# Objective
Which lines in the listing below contain the word "vertical"? Report each of them in full.

# Dataset records
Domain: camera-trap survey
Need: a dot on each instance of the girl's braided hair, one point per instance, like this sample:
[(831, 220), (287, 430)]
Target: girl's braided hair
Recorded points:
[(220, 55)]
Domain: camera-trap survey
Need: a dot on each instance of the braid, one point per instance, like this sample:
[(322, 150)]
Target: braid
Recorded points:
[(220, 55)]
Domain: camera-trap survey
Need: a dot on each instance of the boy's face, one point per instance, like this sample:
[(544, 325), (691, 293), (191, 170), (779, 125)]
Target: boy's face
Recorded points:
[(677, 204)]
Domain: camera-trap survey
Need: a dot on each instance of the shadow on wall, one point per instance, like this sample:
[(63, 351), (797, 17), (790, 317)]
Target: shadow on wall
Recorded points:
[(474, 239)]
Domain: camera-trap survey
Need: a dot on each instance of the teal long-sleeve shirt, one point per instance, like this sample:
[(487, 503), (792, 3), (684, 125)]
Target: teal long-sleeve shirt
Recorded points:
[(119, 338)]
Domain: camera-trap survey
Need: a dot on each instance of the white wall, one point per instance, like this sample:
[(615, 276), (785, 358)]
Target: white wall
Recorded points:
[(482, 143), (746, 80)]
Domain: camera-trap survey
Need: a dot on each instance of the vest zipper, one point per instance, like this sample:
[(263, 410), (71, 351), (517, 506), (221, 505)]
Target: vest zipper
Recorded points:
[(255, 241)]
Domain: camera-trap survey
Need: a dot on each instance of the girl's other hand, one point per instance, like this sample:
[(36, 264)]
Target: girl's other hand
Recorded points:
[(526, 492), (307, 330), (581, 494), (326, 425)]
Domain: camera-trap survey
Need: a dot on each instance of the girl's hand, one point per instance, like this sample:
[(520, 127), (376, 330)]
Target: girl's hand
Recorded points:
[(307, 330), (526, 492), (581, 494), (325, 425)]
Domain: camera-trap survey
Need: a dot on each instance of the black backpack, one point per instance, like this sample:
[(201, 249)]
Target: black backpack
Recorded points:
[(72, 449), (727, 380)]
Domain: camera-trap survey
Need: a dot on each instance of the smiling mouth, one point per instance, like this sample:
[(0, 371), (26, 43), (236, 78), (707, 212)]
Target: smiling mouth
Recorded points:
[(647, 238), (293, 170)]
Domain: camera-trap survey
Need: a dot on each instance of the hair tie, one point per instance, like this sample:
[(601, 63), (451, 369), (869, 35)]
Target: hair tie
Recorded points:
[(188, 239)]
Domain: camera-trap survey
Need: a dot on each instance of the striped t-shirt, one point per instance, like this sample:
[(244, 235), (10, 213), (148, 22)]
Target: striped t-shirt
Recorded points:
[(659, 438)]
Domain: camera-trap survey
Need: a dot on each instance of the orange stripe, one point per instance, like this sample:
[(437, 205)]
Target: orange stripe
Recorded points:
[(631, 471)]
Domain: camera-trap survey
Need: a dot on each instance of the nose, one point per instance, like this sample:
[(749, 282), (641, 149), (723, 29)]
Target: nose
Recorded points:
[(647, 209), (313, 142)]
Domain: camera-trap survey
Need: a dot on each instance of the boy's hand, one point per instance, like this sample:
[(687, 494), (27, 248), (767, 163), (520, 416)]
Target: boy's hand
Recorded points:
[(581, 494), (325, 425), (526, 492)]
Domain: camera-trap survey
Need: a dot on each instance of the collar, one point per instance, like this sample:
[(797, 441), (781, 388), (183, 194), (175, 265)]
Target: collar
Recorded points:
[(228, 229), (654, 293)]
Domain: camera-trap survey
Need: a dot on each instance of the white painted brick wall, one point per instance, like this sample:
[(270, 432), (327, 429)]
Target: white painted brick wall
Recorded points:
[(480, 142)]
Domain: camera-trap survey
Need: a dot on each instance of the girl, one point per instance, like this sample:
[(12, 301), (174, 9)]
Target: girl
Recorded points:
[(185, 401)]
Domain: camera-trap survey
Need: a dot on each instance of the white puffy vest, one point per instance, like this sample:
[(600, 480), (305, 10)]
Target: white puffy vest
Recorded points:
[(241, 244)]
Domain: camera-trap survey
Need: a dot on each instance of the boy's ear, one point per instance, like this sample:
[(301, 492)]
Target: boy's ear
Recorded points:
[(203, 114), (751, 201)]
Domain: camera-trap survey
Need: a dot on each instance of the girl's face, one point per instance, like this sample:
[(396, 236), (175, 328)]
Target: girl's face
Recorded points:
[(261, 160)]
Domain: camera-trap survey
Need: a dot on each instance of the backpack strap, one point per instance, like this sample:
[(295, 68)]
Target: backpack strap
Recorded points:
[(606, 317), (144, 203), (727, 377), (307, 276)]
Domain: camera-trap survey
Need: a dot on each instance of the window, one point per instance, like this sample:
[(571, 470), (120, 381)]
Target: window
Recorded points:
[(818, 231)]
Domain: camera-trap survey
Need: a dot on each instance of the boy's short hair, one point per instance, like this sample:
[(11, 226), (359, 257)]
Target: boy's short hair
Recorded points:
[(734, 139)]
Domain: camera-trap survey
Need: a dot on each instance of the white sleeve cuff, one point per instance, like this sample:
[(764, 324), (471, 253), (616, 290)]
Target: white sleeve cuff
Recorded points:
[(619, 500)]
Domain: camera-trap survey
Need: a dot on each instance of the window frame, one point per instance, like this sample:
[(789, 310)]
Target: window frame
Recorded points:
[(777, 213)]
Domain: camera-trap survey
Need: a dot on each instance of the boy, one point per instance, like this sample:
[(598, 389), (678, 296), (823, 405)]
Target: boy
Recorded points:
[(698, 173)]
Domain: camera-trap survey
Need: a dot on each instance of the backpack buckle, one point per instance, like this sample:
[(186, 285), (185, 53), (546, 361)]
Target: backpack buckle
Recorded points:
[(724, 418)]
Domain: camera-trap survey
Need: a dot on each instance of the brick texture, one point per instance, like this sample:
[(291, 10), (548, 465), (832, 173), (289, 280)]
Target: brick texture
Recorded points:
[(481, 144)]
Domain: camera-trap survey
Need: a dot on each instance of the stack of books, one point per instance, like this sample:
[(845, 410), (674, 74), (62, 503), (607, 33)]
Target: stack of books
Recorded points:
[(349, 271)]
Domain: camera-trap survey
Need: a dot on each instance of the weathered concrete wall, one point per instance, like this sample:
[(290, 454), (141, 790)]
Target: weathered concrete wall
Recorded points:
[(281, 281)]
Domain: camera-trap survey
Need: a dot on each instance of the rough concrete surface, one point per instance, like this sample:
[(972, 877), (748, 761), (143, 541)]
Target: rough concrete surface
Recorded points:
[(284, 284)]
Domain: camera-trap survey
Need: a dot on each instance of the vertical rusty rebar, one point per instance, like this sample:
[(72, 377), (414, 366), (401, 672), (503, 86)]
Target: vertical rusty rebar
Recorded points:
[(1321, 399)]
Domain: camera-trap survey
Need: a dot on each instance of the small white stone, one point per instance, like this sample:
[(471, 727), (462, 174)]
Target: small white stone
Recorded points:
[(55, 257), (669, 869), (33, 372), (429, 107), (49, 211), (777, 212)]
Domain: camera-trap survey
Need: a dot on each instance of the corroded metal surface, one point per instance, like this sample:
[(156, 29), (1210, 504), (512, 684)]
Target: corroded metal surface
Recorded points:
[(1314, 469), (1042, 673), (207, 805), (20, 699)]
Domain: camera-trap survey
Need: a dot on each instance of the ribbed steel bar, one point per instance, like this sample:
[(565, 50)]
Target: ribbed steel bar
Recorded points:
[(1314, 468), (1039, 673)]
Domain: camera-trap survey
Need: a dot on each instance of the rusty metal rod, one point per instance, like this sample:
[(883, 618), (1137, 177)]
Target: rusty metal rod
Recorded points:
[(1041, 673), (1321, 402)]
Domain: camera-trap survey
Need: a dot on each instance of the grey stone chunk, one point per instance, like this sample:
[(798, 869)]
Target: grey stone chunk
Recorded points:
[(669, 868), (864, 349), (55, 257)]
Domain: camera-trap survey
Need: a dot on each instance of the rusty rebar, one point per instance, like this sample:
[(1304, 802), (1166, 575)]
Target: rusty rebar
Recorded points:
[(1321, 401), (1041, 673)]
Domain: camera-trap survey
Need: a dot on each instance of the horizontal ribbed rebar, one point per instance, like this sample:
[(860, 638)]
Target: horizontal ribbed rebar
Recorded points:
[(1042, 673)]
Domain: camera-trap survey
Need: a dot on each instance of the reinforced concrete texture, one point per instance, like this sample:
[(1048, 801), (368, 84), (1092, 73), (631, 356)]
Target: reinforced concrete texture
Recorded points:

# Task answer
Need: a dot on each instance of the vertical rusty rebar, one point per instance, like this sample:
Target: vertical rusty rebar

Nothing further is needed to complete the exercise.